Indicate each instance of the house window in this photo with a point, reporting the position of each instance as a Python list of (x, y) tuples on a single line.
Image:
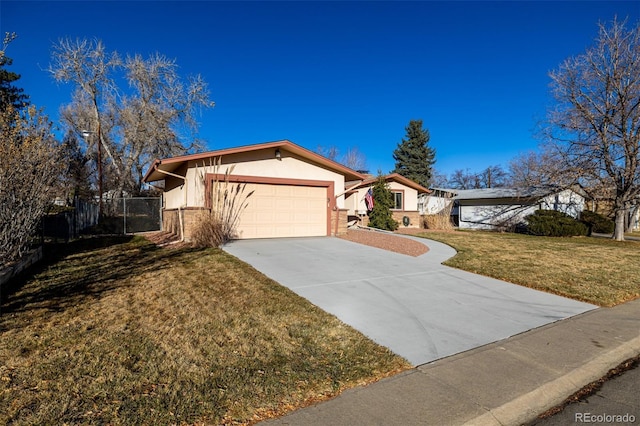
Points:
[(397, 201)]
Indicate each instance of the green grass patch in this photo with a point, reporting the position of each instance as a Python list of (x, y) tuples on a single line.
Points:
[(118, 331), (594, 270)]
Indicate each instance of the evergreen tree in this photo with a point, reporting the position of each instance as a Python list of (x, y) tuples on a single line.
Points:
[(9, 94), (380, 217), (414, 157)]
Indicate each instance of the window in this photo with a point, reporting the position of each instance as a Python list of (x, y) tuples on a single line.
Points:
[(397, 201)]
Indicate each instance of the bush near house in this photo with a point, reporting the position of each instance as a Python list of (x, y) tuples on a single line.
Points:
[(597, 222), (551, 223)]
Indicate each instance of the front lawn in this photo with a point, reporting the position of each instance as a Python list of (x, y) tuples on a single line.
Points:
[(594, 270), (121, 332)]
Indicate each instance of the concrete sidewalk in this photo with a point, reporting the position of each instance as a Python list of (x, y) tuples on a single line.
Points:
[(508, 382)]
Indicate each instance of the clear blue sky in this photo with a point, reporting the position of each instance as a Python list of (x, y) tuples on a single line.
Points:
[(349, 74)]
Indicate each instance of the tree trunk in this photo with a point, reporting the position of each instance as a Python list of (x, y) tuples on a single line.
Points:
[(618, 232)]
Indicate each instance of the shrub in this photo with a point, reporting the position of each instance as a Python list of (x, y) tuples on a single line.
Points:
[(550, 223), (597, 223), (380, 216)]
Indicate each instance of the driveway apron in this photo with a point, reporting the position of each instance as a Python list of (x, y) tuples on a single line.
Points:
[(415, 306)]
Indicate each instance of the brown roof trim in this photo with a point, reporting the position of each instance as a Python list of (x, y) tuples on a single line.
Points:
[(284, 144), (396, 177)]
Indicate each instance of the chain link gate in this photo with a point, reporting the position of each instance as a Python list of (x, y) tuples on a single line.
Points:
[(132, 215)]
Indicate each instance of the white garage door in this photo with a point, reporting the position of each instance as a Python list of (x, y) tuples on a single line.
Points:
[(284, 211)]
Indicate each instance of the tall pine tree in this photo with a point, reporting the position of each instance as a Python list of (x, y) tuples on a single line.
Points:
[(414, 157)]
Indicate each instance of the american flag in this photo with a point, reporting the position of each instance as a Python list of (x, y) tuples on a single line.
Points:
[(368, 199)]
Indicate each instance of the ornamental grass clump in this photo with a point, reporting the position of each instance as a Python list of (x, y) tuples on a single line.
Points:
[(218, 224)]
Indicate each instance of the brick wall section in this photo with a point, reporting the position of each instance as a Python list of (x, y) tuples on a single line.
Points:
[(342, 221), (171, 221), (414, 219)]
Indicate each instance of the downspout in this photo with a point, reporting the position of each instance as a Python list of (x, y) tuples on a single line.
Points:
[(335, 203), (184, 205)]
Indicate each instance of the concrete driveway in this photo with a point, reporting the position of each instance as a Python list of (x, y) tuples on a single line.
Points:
[(415, 306)]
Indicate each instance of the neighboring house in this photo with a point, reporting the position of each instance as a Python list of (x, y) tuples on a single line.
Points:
[(503, 208), (405, 196), (296, 192)]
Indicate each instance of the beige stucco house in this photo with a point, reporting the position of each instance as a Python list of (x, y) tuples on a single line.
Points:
[(294, 192), (405, 195)]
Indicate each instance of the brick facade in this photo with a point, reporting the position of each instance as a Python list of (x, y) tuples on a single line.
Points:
[(415, 220), (171, 220), (342, 221)]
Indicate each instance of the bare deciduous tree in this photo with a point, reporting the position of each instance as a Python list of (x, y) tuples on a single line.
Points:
[(595, 126), (29, 167), (152, 116)]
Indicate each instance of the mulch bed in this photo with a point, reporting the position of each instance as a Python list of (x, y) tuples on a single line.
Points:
[(386, 241)]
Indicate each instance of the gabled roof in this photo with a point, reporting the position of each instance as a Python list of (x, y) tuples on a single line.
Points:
[(393, 176), (172, 164)]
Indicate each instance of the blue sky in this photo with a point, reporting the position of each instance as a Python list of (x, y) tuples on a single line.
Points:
[(348, 74)]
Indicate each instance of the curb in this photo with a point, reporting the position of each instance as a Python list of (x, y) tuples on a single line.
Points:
[(527, 407)]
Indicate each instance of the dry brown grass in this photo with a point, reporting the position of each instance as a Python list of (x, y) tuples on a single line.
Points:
[(123, 332), (594, 270)]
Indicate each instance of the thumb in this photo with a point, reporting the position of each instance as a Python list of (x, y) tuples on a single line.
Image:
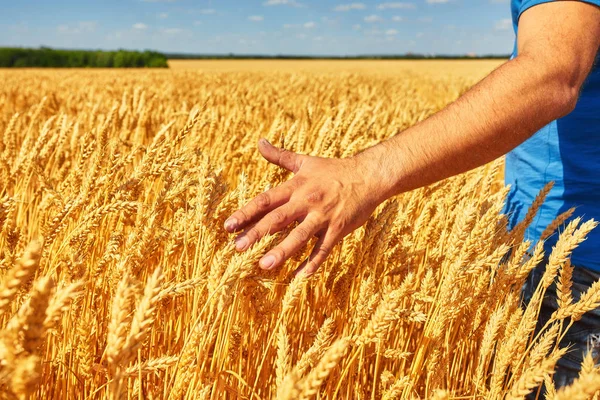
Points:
[(282, 157)]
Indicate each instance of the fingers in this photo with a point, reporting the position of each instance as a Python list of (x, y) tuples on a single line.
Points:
[(273, 222), (259, 206), (290, 245), (282, 157), (318, 256)]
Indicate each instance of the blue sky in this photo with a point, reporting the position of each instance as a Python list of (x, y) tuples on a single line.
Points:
[(319, 27)]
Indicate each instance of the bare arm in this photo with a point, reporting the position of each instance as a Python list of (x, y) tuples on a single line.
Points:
[(557, 45)]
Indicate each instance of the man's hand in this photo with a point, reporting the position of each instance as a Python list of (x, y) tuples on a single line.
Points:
[(328, 197), (558, 42)]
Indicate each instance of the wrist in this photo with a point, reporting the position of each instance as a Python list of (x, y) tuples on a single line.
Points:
[(375, 166)]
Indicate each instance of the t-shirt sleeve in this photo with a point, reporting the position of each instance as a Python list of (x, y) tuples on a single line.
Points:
[(527, 4)]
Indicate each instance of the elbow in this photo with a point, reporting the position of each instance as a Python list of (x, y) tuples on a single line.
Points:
[(559, 83), (564, 96)]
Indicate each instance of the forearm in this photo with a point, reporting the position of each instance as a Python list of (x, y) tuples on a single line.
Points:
[(488, 121)]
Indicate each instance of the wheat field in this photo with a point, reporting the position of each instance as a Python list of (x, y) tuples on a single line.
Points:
[(117, 279)]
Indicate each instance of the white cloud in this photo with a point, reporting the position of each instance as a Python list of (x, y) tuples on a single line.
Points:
[(503, 24), (373, 18), (372, 32), (79, 27), (385, 6), (172, 31), (350, 6), (291, 3)]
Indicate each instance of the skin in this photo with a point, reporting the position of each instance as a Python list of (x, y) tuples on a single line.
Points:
[(332, 197)]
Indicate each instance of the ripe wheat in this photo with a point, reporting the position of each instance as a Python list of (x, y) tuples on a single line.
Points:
[(117, 279)]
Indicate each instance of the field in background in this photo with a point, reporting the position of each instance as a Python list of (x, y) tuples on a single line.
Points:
[(117, 279), (475, 69)]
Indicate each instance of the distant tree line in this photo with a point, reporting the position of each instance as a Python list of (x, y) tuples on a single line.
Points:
[(407, 56), (47, 57)]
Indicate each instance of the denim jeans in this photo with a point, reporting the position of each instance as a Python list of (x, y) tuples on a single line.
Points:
[(583, 334)]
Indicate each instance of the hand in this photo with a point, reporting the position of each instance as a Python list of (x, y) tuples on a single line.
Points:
[(328, 197)]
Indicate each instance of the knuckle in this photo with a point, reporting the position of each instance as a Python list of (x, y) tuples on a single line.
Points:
[(278, 217), (279, 253), (253, 234), (262, 200), (241, 215), (323, 251), (315, 197), (338, 226), (302, 234)]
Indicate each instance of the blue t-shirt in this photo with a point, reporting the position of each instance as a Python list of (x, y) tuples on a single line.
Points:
[(566, 151)]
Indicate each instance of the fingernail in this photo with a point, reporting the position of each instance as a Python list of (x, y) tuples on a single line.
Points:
[(231, 224), (267, 261), (241, 243)]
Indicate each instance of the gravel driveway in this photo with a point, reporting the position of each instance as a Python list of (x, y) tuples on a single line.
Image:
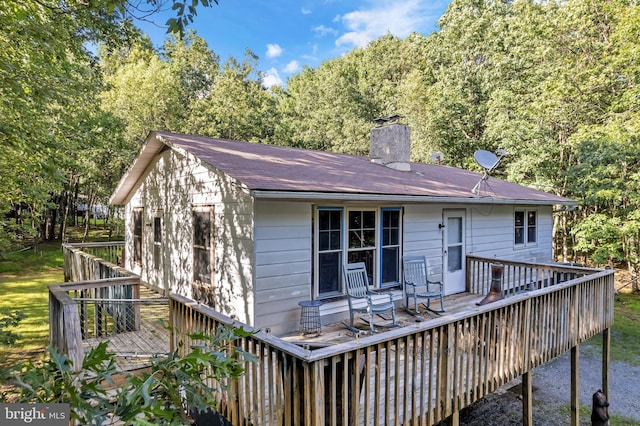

● Prompt
Convert the listing above into a Markdown table with the columns Row and Line: number each row and put one line of the listing in each. Skip blank lines, and leave the pictures out.

● Full solution
| Row | Line |
|---|---|
| 1 | Indicate each instance of the house window in this photo with a point, reporting the position of each instance as a Python list of (x, y) tuples on a single line. |
| 2 | Image: |
| 3 | Points: |
| 4 | [(397, 201)] |
| 5 | Indicate each instance of the green grass patch in this photo with a point, reporting the position of each instance as a Python list of (x, y) tuples on a single line. |
| 6 | Points: |
| 7 | [(118, 331), (594, 270)] |
| 8 | Indicate each instance of the evergreen tree in this photo with a point, reporting the position of each instance as a Python list of (x, y) tuples on a single line. |
| 9 | Points: |
| 10 | [(9, 94), (380, 217), (414, 157)] |
| 11 | Indicate each instance of the window in this photo with a point, reporting the position of each instance as a Python list of (x, y) tuples on a single line. |
| 12 | Points: |
| 13 | [(397, 201)] |
| 14 | Indicate each instance of the bush near house in this photo with a point, reporting the position of each instance as a Python list of (x, y) tuples on a single line. |
| 15 | Points: |
| 16 | [(597, 222), (551, 223)] |
| 17 | Indicate each instance of the front lawn in this photo with a point, reporting the position of each instance as a Python list of (x, y) tuples on a single line. |
| 18 | Points: |
| 19 | [(594, 270), (121, 332)] |
| 20 | Indicate each instance of the concrete sidewalk in this photo with a point, reporting the position of each instance as a Python list of (x, y) tuples on a single line. |
| 21 | Points: |
| 22 | [(508, 382)] |
| 23 | Indicate each instance of the clear blue sky in this photo with a point, reporting the position of each instance as a Python list of (x, y) tuples on a single line. |
| 24 | Points: |
| 25 | [(349, 74)] |
| 26 | Indicate each instance of the tree trunk in this photo with a point, reporting the position of each instance as a Python list of (x, y) tuples on a single line. |
| 27 | Points: |
| 28 | [(618, 232)] |
| 29 | Indicate each instance of the shrub in this photo with a point, reporting the position of each instance as a Python list of (x, y) tuples on a single line. |
| 30 | Points: |
| 31 | [(550, 223), (597, 223), (380, 216)] |
| 32 | Indicate each instance of the driveway apron in this photo with a point, reporting the position of each instance as a Python list of (x, y) tuples on a single line. |
| 33 | Points: |
| 34 | [(415, 306)] |
| 35 | Indicate each instance of the brown roof trim in this photo with a point, reporting the position of each instance as a Python list of (x, y) tuples on a single line. |
| 36 | Points: |
| 37 | [(284, 144), (396, 177)] |
| 38 | Indicate each instance of the chain link gate in this photo with a point, reporting the position of each instance as a Python list of (x, y) tuples on a single line. |
| 39 | Points: |
| 40 | [(132, 215)] |
| 41 | Indicate each instance of the white garage door in this photo with a point, reporting the position of each instance as a Python list of (x, y) tuples on a single line. |
| 42 | Points: |
| 43 | [(284, 211)] |
| 44 | Indicate each instance of the tall pine tree in this photo with a point, reporting the position of each instance as a Python list of (x, y) tuples on a single line. |
| 45 | Points: |
| 46 | [(414, 157)] |
| 47 | Indicate each instance of the american flag in this photo with a point, reporting the position of each instance as a Python list of (x, y) tuples on a single line. |
| 48 | Points: |
| 49 | [(368, 199)] |
| 50 | Indicate each instance of the ornamental grass clump in this photo with a point, reporting the position of each instance as a Python list of (x, y) tuples on a single line. |
| 51 | Points: |
| 52 | [(218, 224)] |
| 53 | Indicate each instance of the brick wall section in this photo with a point, reporting the position of each instance as a Python list of (x, y) tuples on a single line. |
| 54 | Points: |
| 55 | [(342, 221), (171, 221), (414, 219)] |
| 56 | Indicate each instance of the downspout in this photo with a point, reporting the position of each instance as a Python list of (x, y) tuples on a single line. |
| 57 | Points: |
| 58 | [(335, 203), (184, 205)] |
| 59 | Indicate each instance of the concrete driveway in this photo with a point, reporting the position of each instance as a Python list of (x, y) tuples on a single line. |
| 60 | Points: |
| 61 | [(415, 306)] |
| 62 | Indicate each instance of the neighboring house in this photo with a point, reporting the position of each instance as a Python list of (x, y) tuples on a single line. |
| 63 | Points: |
| 64 | [(503, 208), (405, 196), (296, 192)] |
| 65 | Indicate each instance of the beige stucco house in this photo with a point, reporting the position of each instance as a Python list of (x, y) tuples on a single line. |
| 66 | Points: |
| 67 | [(294, 192), (405, 195)] |
| 68 | Indicate each instance of the brick facade in this photo with a point, reporting the position of each instance as a Python list of (x, y) tuples on a single line. |
| 69 | Points: |
| 70 | [(415, 220), (171, 220), (342, 221)] |
| 71 | Indicate each instance of the bare deciduous tree in this photo with a point, reporting the position of each instance as a Python list of (x, y) tuples on a single line. |
| 72 | Points: |
| 73 | [(595, 126), (29, 167), (152, 116)] |
| 74 | Indicate each instance of the mulch bed in this photo with a point, reporting the position of each instance as a Python list of (x, y) tuples on a single line. |
| 75 | Points: |
| 76 | [(386, 241)] |
| 77 | Indicate each instance of the gabled roof in this photo with a point, reporting the position of each instance as a Python list of (x, y) tuples on a single line. |
| 78 | Points: |
| 79 | [(393, 176), (172, 164)] |
| 80 | Indicate each instance of the blue sky in this photo with a point, reporting the position of each instance as a Python list of (x, y) tuples on a single line. |
| 81 | Points: |
| 82 | [(348, 74)] |
| 83 | Indicate each instance of the curb in this photo with a point, reporting the position of each instance as a Python list of (x, y) tuples on a single line. |
| 84 | Points: |
| 85 | [(527, 407)] |
| 86 | Indicate each instance of the dry brown grass in this photo with a point, reporting the position of each instance as a Python list of (x, y) tuples on a single line. |
| 87 | Points: |
| 88 | [(123, 332), (594, 270)] |
| 89 | Indicate each instance of the thumb in this photo with a point, reporting the position of each instance as a Python list of (x, y) tuples on a single line. |
| 90 | Image: |
| 91 | Points: |
| 92 | [(282, 157)] |
| 93 | Indicate each instance of the fingers in this photo with a point, reporting the position of each instance as a Python list of (x, y) tuples on a single line. |
| 94 | Points: |
| 95 | [(273, 222), (259, 206), (290, 245), (282, 157), (318, 256)] |
| 96 | Indicate each instance of the blue sky in this photo with a point, reporting the position of each instance as a Python list of (x, y) tuples on a single line. |
| 97 | Points: |
| 98 | [(319, 27)] |
| 99 | Indicate each instance of the bare arm in this photo with a point, reporting the position of each instance as a Python list of (x, y) tuples on a single line. |
| 100 | Points: |
| 101 | [(557, 45)] |
| 102 | Indicate each instance of the man's hand in this photo with a point, reporting the position of each instance as a Python list of (x, y) tuples on a single line. |
| 103 | Points: |
| 104 | [(328, 197), (558, 42)] |
| 105 | Indicate each instance of the wrist in this photo with a point, reporting the position of each instance as a Python list of (x, y) tuples on a single line. |
| 106 | Points: |
| 107 | [(375, 166)] |
| 108 | Indicate each instance of the t-shirt sleeve in this photo with a point, reporting the position of each instance as a Python list of (x, y) tuples on a single line. |
| 109 | Points: |
| 110 | [(527, 4)] |
| 111 | Indicate each instance of the elbow in this photo with a point, reporting the position of each instance as a Python list of (x, y) tuples on a single line. |
| 112 | Points: |
| 113 | [(559, 83), (564, 96)] |
| 114 | Indicate each instance of the forearm in this photo with a point, reporting the position of each instance as a Python list of (x, y) tuples on a single line. |
| 115 | Points: |
| 116 | [(488, 121)] |
| 117 | Indicate each instance of the wheat field in this photo with a point, reporting the position of each instance as a Python list of (x, y) tuples on a single line. |
| 118 | Points: |
| 119 | [(117, 279)] |
| 120 | Indicate each instance of the white cloud in this photo with a point, reporting the position of each instance as a Python list of (x, y) tuples on a single line. |
| 121 | Points: |
| 122 | [(503, 24), (373, 18), (372, 32), (79, 27), (385, 6), (172, 31), (350, 6), (291, 3)] |
| 123 | Indicate each instance of the skin in this photo with a point, reporting the position of each instance as a Python list of (x, y) tuples on a single line. |
| 124 | Points: |
| 125 | [(332, 197)] |
| 126 | Indicate each instance of the ripe wheat in this photo with a point, reporting the position of each instance as a Python list of (x, y) tuples on a single line. |
| 127 | Points: |
| 128 | [(117, 279)] |
| 129 | Indicate each instance of the field in background in this photo with a point, reporting the position of each instance as a Python list of (x, y) tuples on a single line. |
| 130 | Points: |
| 131 | [(117, 279), (475, 69)] |
| 132 | Indicate each instance of the distant tree line in this photo with a point, reporting the position of each instance as a Python list of (x, y) tuples on a single line. |
| 133 | Points: |
| 134 | [(407, 56), (47, 57)] |
| 135 | Indicate each instance of the denim jeans in this photo with a point, reporting the position of each instance as a Python list of (x, y) tuples on a single line. |
| 136 | Points: |
| 137 | [(583, 334)] |
| 138 | Indicate each instance of the hand in this photo with a point, reporting the position of each instance as a Python list of (x, y) tuples on a single line. |
| 139 | Points: |
| 140 | [(328, 197)] |
| 141 | Indicate each instance of the knuckle in this photo with a point, reporting the position of each instance as a Python list of (x, y) tuples on a single line. |
| 142 | Points: |
| 143 | [(278, 217), (279, 253), (253, 234), (262, 200), (241, 215), (323, 251), (315, 197), (338, 226), (302, 234)] |
| 144 | Indicate each instance of the blue t-shirt in this photo with a point, reporting the position of each instance as a Python list of (x, y) tuples on a single line. |
| 145 | Points: |
| 146 | [(566, 151)] |
| 147 | Indicate each instance of the fingernail in this photo with a point, reporting the position of each instance as a Python list of (x, y) tuples on a single line. |
| 148 | Points: |
| 149 | [(231, 224), (267, 261), (241, 243)] |
| 150 | Indicate each instance of the gravel driveway in this photo with a point, reporting the position of each instance as a Python list of (x, y) tuples on a single line. |
| 151 | Image: |